▸ **Exercises**
**a)** Answer these from the profile of Berna Yurtsever:
(i) In which town was she born?
(ii) In what year did her officiating career begin?
(iii) To which event did the AIBA appoint her in 2009?
**b)** Write a continuation of the article on the boxing referee Berna Yurtsever, picking up after its final sentence.

▸ **Provided passage**
-*-*-

Berna Yurtsever

Personal information
- Born: 23 April 1973 (age 53) Adapazarı, Sakarya, Turkey

Sport
- Sport: Boxing

= Berna Yurtsever =

Turkish boxing referee

Berna Yurtsever (born 23 April 1973) is a Turkish school teacher for physical education and a boxing referee. She is her country's first AIBA 3-star female referee.

== Officiating career ==
Suggested by her father, Yurtsever attended a boxing referee course in Ankara, Turkey. After successfully completing the course, she started her officiating career in 2003. She first served as a trainee referee. Then, she became a regional and subsequently a national referee. Following having received the European Boxing Association (EBA) badge, she took the exam for the World Boxing Association (AIBA), which is the highest badge, and passed. In 2009, the AIBA appointed her to the 2009 Presidents Cup in Baku, Azerbaijan. After officiating successfully, she was awarded the 3-star AIBA badge. She became so the first Turkish female boxing referee having the highest badge.

-*-*-

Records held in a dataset
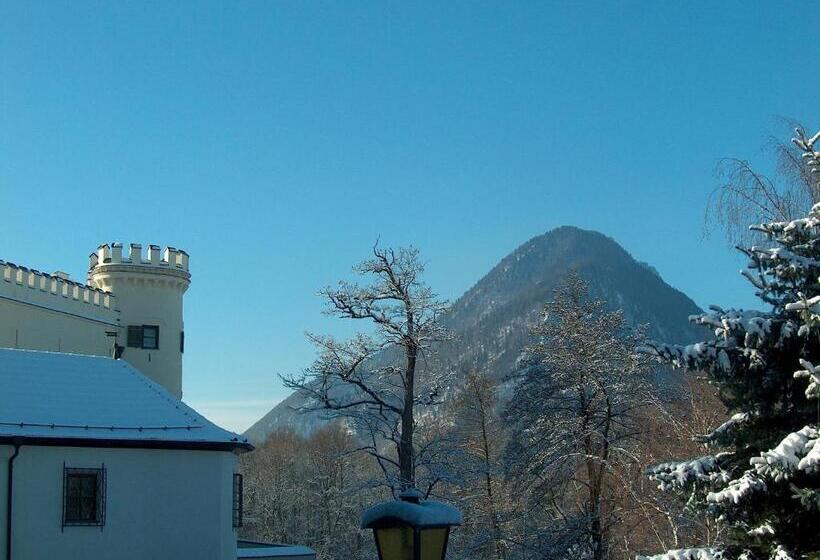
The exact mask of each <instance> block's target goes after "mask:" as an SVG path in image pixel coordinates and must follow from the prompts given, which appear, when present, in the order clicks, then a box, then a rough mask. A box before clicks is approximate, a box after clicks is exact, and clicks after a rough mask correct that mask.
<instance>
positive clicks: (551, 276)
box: [246, 226, 704, 442]
mask: <svg viewBox="0 0 820 560" xmlns="http://www.w3.org/2000/svg"><path fill="white" fill-rule="evenodd" d="M570 270H577V271H578V272H579V273H580V274H581V276H582V277H583V278H584V279H585V280H586V281H587V282H588V283H589V286H590V292H591V294H592V295H593V296H595V297H600V298H602V299H605V300H606V301H608V302H609V303H610V305H611V306H612V307H613V308H619V309H623V311H624V314H625V315H626V317H627V320H628V321H629V322H630V323H632V324H635V325H637V324H647V325H648V335H649V336H650V337H651V338H653V339H655V340H663V341H667V342H678V343H684V342H692V341H695V340H699V339H702V338H703V336H704V332H703V330H702V329H698V328H696V327H694V326H693V325H691V324H690V323H689V322H688V320H687V317H688V316H689V315H692V314H694V313H698V312H699V311H700V309H699V308H698V306H697V305H695V303H694V302H693V301H692V300H691V299H689V297H687V296H686V295H685V294H684V293H682V292H680V291H679V290H676V289H674V288H672V287H671V286H669V285H668V284H667V283H666V282H664V281H663V279H662V278H661V277H660V275H659V274H658V273H657V271H655V270H654V269H653V268H652V267H651V266H649V265H647V264H645V263H641V262H638V261H636V260H635V259H634V258H632V256H631V255H630V254H629V253H628V252H627V251H626V250H624V249H623V247H621V246H620V245H619V244H618V243H616V242H615V241H614V240H613V239H611V238H609V237H607V236H605V235H603V234H601V233H598V232H595V231H588V230H583V229H579V228H576V227H569V226H563V227H559V228H557V229H554V230H552V231H549V232H547V233H545V234H543V235H540V236H538V237H534V238H533V239H530V240H529V241H527V242H526V243H524V244H523V245H521V246H520V247H518V248H517V249H516V250H515V251H513V252H512V253H510V254H509V255H507V256H506V257H504V259H502V260H501V262H500V263H498V264H497V265H496V266H495V267H494V268H493V269H492V270H491V271H490V272H489V273H488V274H487V275H486V276H484V278H482V279H481V280H479V281H478V283H476V285H475V286H473V287H472V288H471V289H470V290H468V291H467V292H466V293H465V294H464V295H463V296H461V297H460V298H459V299H458V300H457V301H455V302H454V304H453V306H452V309H451V310H450V312H449V314H448V316H447V319H446V324H447V326H448V328H449V329H450V330H451V331H452V333H453V335H454V337H455V338H454V340H453V341H452V342H449V343H448V344H447V345H446V346H445V347H443V348H441V349H440V352H439V358H440V362H441V364H442V365H443V366H444V367H447V368H450V369H452V370H453V371H455V372H457V373H458V372H460V371H463V370H464V369H465V368H469V367H478V368H482V369H485V370H486V371H488V372H490V373H491V374H492V375H493V376H495V377H498V378H502V377H504V376H505V375H507V374H508V373H510V372H511V371H512V369H513V368H514V366H515V362H516V360H517V358H518V357H519V355H520V353H521V349H522V348H523V347H524V346H525V345H526V344H527V342H528V325H529V324H531V323H532V322H533V321H535V320H537V318H538V316H539V314H540V313H541V311H542V308H543V306H544V303H545V302H547V301H548V300H549V299H550V298H551V296H552V290H553V288H555V286H556V285H557V284H558V282H560V280H561V279H562V278H563V277H564V276H565V275H566V274H567V272H569V271H570ZM433 288H435V286H434V287H433ZM459 379H460V377H459V376H458V375H455V376H454V377H453V383H454V384H458V380H459ZM302 404H303V399H302V398H301V396H299V395H297V394H293V395H291V396H290V397H288V398H287V399H285V400H284V401H282V402H281V403H279V404H278V405H277V406H276V407H274V408H273V409H272V410H271V411H270V412H269V413H268V414H266V415H265V416H264V417H263V418H262V419H260V420H259V421H258V422H257V423H256V424H254V425H253V426H252V427H251V428H250V429H248V431H247V432H246V436H247V437H248V438H250V439H251V441H255V442H260V441H263V440H264V439H265V438H266V437H267V435H268V434H269V433H270V432H271V431H272V430H273V429H275V428H278V427H291V428H293V429H295V430H296V431H297V432H300V433H303V434H309V433H310V432H312V431H313V430H314V429H315V428H316V427H317V426H319V425H322V424H324V423H325V420H324V418H323V417H322V416H321V415H319V414H312V413H311V414H302V413H299V412H297V411H295V410H294V408H298V407H299V406H300V405H302Z"/></svg>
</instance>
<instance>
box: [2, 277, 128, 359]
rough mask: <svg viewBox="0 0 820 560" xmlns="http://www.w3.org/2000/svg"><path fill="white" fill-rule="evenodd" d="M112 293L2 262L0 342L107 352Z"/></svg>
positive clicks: (5, 344) (29, 348) (50, 347)
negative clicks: (106, 332) (10, 266)
mask: <svg viewBox="0 0 820 560" xmlns="http://www.w3.org/2000/svg"><path fill="white" fill-rule="evenodd" d="M114 299H115V298H113V297H112V296H108V295H105V294H101V293H100V292H98V291H94V290H88V289H83V288H81V287H79V286H77V285H75V284H69V283H66V282H62V281H59V280H58V279H56V278H47V277H45V276H43V275H37V274H34V273H32V272H30V271H29V272H23V271H21V270H20V269H14V268H12V267H10V266H8V265H5V264H3V265H0V347H3V348H25V349H29V350H48V351H52V352H73V353H77V354H93V355H98V356H107V355H110V353H111V347H112V346H113V339H111V338H108V337H107V336H106V335H105V332H106V331H113V330H117V328H118V327H117V325H118V323H117V318H118V316H119V314H118V312H117V311H115V309H114V308H113V307H114Z"/></svg>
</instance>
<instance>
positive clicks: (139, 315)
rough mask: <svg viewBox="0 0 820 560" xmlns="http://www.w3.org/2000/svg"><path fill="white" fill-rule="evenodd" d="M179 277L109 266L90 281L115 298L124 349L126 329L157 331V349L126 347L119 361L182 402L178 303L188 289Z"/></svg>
mask: <svg viewBox="0 0 820 560" xmlns="http://www.w3.org/2000/svg"><path fill="white" fill-rule="evenodd" d="M112 269H113V270H112ZM180 275H181V272H180V271H175V270H169V271H163V270H159V269H156V268H151V267H137V266H128V265H121V266H119V267H114V266H113V265H112V266H108V267H106V268H105V269H104V272H95V273H94V274H93V275H92V277H91V279H92V282H94V284H95V285H97V286H99V287H100V288H103V289H106V290H110V291H111V292H113V293H114V294H115V295H116V299H117V309H118V310H119V312H120V324H121V325H122V329H123V330H122V336H121V338H120V344H121V345H123V346H125V345H126V341H127V332H126V329H127V328H128V325H157V326H158V327H159V348H158V349H156V350H148V349H142V348H130V347H126V348H125V350H124V351H123V355H122V357H123V359H124V360H127V361H128V362H129V363H130V364H132V365H133V366H134V367H136V368H137V369H138V370H140V371H141V372H142V373H144V374H145V375H147V376H148V377H150V378H151V379H153V380H154V381H156V382H158V383H160V384H161V385H162V386H164V387H165V388H166V389H168V390H169V391H170V392H171V393H173V394H174V395H176V396H177V397H178V398H182V352H180V344H179V343H180V333H181V332H182V331H183V322H182V313H183V309H182V300H183V294H184V293H185V289H186V288H187V286H188V282H187V280H184V279H182V278H181V277H180Z"/></svg>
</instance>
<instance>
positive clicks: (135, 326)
mask: <svg viewBox="0 0 820 560" xmlns="http://www.w3.org/2000/svg"><path fill="white" fill-rule="evenodd" d="M126 344H127V345H128V347H129V348H144V349H146V350H158V349H159V327H158V326H156V325H129V326H128V340H127V342H126Z"/></svg>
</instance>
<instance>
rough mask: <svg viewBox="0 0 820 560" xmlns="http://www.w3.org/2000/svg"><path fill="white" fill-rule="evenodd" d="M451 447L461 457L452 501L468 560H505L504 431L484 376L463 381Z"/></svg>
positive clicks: (497, 412) (505, 489) (479, 372)
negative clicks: (469, 555)
mask: <svg viewBox="0 0 820 560" xmlns="http://www.w3.org/2000/svg"><path fill="white" fill-rule="evenodd" d="M453 404H454V408H455V415H454V418H455V429H456V431H457V432H458V437H457V438H456V441H457V442H458V447H459V450H460V451H461V455H462V457H461V461H458V462H457V469H458V471H459V477H458V479H459V480H458V488H457V489H456V491H455V497H456V499H457V501H458V503H459V504H460V507H461V509H462V511H464V513H465V519H466V520H467V527H465V528H464V529H465V530H466V532H467V533H468V536H469V537H470V539H469V540H470V541H471V542H469V543H467V544H466V545H465V546H464V548H466V549H467V550H468V551H469V553H470V557H472V558H495V560H505V558H506V557H507V554H506V543H505V537H504V531H503V523H504V519H503V517H504V512H505V509H506V508H507V507H508V506H509V497H508V496H507V495H506V488H505V485H504V480H503V476H504V472H503V463H502V456H503V448H504V441H505V434H504V426H503V423H502V422H501V418H500V417H499V410H498V409H499V402H498V389H497V387H496V384H495V383H494V382H493V380H492V379H491V378H490V377H489V375H487V374H486V373H484V372H481V371H477V370H474V369H471V370H468V371H467V372H466V373H465V375H464V382H463V385H462V387H461V391H460V393H459V394H458V396H457V397H456V398H455V402H454V403H453Z"/></svg>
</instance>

-*-*-

▸ **Response list**
**a)**
(i) Adapazarı, Sakarya, Turkey
(ii) 2003
(iii) The 2009 Presidents Cup in Baku, Azerbaijan

**b)**
In the beginning, Yurtsever was in charge of officiating matches as referee of youth and junior championships at European and world level. She served at the 2014 Summer Youth Olympics in Nanjing, China, 2014 AIBA Youth World Boxing Championships in Sofia, Bulgaria, 2016 Women's European Amateur Boxing Championships in Sofia, 2016 AIBA Women's World Boxing Championships in Astana, Kazakhstan, 2021 International Istanbul Bosphorus Boxing Tournament, Turkey, as well as at the IBA Women's World Boxing Championships of 2022 in Istanbul, Turkey, and 2023 in New Delhi, India, 2024 IBA Youth World Boxing Championships in Budva, Montenegro, 2024 ASBC Asian Men & Women Boxing Championships in Chiang Mai, Thailand, 2024 European Amateur Boxing Championships in Belgrade, Serbia, 2025 ASBC Asian U22 Boxing Championships in Colombo, Sri Lanka. In addition to her role as a boxing referee, she serves also as a boxing judge at international championships.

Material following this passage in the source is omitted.